▸ **The problem**:
Reproduce only the lines of the records starting at the line containing "like point(178, 334)." and ending at the line containing "point(476, 220)", with every "pointer" changed to "locator" and all else left as it is.

★ ★ ★ ★

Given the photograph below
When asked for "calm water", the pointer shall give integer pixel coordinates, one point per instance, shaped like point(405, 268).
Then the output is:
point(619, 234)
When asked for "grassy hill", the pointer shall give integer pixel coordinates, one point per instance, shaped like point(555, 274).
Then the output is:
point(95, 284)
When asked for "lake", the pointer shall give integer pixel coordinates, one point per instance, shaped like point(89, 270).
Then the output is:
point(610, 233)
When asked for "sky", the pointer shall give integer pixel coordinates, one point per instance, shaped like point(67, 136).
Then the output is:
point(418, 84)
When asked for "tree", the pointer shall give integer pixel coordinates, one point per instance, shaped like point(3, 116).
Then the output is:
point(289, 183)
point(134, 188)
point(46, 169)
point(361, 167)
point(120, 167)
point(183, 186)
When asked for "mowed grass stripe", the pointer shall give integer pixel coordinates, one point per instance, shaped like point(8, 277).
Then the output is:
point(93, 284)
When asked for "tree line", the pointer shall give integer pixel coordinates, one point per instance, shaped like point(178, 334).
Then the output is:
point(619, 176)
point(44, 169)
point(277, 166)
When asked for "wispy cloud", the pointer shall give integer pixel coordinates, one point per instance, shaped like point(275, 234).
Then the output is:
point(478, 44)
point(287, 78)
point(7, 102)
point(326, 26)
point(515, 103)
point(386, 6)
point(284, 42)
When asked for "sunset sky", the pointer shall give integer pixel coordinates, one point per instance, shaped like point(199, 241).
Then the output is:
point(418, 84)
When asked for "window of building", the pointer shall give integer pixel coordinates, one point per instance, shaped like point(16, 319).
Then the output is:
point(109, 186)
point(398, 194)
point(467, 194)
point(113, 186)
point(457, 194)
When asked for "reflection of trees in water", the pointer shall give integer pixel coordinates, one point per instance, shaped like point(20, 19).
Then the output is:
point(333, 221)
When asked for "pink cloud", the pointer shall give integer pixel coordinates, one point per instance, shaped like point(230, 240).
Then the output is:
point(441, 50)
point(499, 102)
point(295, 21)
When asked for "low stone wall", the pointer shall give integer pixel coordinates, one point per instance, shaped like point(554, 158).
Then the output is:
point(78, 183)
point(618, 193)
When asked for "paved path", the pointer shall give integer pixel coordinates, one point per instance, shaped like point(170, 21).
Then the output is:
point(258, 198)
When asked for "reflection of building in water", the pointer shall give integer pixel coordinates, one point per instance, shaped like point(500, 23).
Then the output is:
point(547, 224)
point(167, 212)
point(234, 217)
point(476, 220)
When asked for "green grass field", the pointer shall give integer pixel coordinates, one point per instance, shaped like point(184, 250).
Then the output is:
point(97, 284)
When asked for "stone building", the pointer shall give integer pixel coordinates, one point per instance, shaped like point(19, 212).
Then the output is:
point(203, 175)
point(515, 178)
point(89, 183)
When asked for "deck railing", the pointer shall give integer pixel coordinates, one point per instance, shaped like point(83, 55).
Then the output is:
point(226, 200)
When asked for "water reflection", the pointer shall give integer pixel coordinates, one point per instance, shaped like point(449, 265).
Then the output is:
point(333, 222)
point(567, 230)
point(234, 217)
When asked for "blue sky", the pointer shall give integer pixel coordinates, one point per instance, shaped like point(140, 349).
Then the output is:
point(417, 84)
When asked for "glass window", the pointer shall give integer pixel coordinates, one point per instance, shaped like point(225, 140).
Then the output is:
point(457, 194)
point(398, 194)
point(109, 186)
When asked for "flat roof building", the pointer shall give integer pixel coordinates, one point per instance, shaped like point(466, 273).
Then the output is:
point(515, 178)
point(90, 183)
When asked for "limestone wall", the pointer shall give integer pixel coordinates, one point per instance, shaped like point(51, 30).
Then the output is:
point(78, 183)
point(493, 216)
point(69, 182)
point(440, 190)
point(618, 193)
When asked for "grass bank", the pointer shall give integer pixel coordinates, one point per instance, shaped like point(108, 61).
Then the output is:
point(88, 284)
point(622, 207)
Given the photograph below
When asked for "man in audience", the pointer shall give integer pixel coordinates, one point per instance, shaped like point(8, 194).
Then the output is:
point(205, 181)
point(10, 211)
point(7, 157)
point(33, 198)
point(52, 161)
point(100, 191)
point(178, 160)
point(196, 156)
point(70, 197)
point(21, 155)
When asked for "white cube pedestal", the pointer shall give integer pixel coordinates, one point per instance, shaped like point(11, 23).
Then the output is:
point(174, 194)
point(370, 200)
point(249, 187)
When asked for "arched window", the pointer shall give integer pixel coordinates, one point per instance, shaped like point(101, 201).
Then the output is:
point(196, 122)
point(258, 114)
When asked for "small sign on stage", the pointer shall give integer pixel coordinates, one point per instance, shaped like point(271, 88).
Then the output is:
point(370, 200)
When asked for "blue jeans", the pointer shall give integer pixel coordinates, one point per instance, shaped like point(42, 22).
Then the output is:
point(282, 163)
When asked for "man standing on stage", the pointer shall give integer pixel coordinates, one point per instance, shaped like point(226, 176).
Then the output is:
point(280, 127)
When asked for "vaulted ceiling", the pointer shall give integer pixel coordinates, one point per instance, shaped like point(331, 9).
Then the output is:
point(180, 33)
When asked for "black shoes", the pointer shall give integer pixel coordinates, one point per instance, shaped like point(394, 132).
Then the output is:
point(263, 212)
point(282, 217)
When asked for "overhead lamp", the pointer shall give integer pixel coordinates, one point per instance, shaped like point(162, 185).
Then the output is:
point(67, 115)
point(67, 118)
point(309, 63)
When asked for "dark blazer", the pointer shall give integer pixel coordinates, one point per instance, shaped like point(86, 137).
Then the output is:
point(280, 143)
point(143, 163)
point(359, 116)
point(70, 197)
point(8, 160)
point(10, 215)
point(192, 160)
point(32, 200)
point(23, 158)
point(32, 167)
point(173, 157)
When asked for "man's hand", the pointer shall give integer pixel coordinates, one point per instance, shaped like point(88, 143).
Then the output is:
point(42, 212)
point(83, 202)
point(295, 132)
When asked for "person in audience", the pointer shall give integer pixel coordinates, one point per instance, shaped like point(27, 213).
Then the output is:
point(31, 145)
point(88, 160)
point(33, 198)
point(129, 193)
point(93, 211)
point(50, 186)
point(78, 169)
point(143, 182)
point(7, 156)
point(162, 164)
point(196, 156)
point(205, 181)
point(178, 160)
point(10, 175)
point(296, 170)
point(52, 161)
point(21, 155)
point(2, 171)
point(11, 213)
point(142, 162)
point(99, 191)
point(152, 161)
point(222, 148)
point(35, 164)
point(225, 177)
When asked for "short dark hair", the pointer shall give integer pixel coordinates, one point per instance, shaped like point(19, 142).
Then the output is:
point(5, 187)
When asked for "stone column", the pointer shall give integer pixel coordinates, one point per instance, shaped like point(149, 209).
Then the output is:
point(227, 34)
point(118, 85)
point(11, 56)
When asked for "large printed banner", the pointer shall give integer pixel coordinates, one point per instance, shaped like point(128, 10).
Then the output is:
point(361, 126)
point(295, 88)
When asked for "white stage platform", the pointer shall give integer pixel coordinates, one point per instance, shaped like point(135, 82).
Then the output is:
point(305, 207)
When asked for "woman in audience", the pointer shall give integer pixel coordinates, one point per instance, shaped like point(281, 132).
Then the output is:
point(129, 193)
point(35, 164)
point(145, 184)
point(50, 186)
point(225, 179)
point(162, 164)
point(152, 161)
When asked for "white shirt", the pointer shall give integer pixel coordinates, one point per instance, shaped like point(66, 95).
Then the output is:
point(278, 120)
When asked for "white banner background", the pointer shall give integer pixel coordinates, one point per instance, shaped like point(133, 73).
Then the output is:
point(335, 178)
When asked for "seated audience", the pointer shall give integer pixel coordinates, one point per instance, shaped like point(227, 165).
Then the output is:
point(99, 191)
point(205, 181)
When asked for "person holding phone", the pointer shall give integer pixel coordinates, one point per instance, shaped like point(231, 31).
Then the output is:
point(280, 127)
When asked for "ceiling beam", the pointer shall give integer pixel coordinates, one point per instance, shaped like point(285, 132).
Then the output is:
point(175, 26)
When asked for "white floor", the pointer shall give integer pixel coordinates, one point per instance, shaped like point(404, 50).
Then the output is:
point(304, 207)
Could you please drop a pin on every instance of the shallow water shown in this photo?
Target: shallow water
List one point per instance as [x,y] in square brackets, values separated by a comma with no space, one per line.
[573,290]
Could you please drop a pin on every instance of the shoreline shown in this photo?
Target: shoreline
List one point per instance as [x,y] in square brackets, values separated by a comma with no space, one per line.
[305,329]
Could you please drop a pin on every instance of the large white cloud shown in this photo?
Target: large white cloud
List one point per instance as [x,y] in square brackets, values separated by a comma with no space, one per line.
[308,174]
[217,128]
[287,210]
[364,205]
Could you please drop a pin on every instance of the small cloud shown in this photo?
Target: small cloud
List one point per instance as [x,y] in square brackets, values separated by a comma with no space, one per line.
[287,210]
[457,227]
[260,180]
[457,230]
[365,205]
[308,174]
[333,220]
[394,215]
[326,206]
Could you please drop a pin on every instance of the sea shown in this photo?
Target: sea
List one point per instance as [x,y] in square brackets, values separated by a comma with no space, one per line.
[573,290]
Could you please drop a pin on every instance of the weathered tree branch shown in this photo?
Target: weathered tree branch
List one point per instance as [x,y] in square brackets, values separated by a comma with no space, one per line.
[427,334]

★ ★ ★ ★

▸ **Solution for this task**:
When asked for "tree line", the locator shall give integer pixel coordinates, one point per instance, shaped like point(178, 334).
Then the output is:
point(619, 176)
point(44, 169)
point(277, 166)
When asked for "wispy cloud", the locator shall give integer pixel coordinates, one point per instance, shaped like point(275, 234).
Then the output is:
point(478, 44)
point(287, 78)
point(7, 102)
point(326, 26)
point(515, 103)
point(386, 6)
point(284, 42)
When asked for "sunset sky", the locator shall give integer pixel coordinates, one point per instance, shaped like point(199, 241).
Then the output is:
point(418, 84)
When asked for "window of building", the locator shall give integer pixel coordinates, one point per instance, shaped like point(16, 319).
Then the output is:
point(109, 186)
point(398, 194)
point(467, 194)
point(113, 186)
point(457, 194)
When asked for "reflection of trees in water", the locator shall give integer pixel coordinates, one point per instance, shaped like point(20, 19).
Then the output is:
point(333, 221)
When asked for "pink cloud", the locator shall give integer pixel coordinates, one point per instance, shaped like point(230, 240).
Then the output is:
point(441, 50)
point(499, 102)
point(295, 21)
When asked for "low stone wall", the locator shall give integer pixel coordinates, one point per instance, shaped like point(554, 158).
Then the output is:
point(78, 183)
point(618, 193)
When asked for "paved path", the locator shall give integer pixel coordinates, one point per instance, shaped like point(170, 21).
Then the output is:
point(258, 198)
When asked for "reflection of building in water", the locator shall give integer pixel coordinates, one point per instance, shaped like point(500, 23).
Then the output is:
point(547, 224)
point(167, 212)
point(234, 217)
point(476, 220)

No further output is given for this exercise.